== Exercise instructions ==
Render only the lines from the one containing "leaf and return the coordinates." up to and including the one containing "Query: green leaf" as a Markdown table with columns Row and Line, leaving out blank lines.

== Information given ==
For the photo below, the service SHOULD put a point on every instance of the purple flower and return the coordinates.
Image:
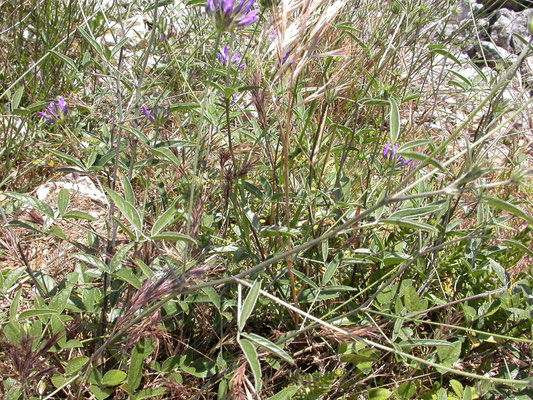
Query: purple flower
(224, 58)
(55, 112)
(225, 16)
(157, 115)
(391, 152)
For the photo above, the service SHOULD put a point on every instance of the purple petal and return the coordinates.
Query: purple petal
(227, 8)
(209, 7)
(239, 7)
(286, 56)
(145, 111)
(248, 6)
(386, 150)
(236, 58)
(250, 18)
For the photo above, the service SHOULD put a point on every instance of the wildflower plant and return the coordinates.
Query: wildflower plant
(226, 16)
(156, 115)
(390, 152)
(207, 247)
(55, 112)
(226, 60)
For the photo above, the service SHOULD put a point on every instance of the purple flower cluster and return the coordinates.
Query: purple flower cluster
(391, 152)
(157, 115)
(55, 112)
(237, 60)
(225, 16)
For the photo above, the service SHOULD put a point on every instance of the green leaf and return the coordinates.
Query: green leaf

* * *

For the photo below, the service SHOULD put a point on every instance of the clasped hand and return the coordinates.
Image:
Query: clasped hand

== Solution to the problem ==
| Row | Line |
|---|---|
| 1 | For the photo above, the service SHOULD put a point on every instance of the green leaf and return the coordinates. |
| 2 | Query: green leaf |